Reproduce the material without any change, from the line that contains "Can you see the paved" through the line that contains "[[234, 100]]", including both of those lines.

*ENTRIES*:
=-=-=-=-=
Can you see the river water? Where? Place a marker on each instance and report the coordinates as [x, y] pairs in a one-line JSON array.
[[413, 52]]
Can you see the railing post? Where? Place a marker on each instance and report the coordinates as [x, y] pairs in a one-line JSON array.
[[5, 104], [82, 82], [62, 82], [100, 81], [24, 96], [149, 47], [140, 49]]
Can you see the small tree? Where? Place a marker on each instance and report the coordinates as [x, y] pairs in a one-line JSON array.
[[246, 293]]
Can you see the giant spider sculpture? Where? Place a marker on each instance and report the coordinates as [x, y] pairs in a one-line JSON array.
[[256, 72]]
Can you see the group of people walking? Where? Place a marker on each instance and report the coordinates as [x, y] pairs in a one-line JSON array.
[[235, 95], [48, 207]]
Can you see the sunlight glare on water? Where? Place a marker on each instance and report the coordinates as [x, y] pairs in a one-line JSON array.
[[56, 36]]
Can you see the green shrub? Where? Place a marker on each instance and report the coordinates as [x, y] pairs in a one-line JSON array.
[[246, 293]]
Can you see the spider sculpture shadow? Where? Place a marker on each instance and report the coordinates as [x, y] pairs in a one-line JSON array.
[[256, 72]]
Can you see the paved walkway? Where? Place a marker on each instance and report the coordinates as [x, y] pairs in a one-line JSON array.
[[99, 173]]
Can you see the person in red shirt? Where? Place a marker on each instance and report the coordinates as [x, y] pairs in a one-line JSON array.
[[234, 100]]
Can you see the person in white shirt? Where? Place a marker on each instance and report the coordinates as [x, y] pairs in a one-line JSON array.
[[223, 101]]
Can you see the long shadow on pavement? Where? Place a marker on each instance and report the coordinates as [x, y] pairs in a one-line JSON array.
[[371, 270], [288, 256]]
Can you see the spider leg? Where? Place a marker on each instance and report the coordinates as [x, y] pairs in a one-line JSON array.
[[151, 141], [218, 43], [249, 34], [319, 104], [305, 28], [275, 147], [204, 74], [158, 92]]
=-=-=-=-=
*OUTPUT OF THE EXERCISE*:
Can you see the paved walkway? Where? Place a marker on each instance and report the coordinates as [x, y] pairs in a one-line JSON array.
[[99, 173]]
Can you see the person in red shirt? Where? Place a marker on each instance and report the coordinates as [x, y] pairs in a one-line JSON array.
[[234, 100]]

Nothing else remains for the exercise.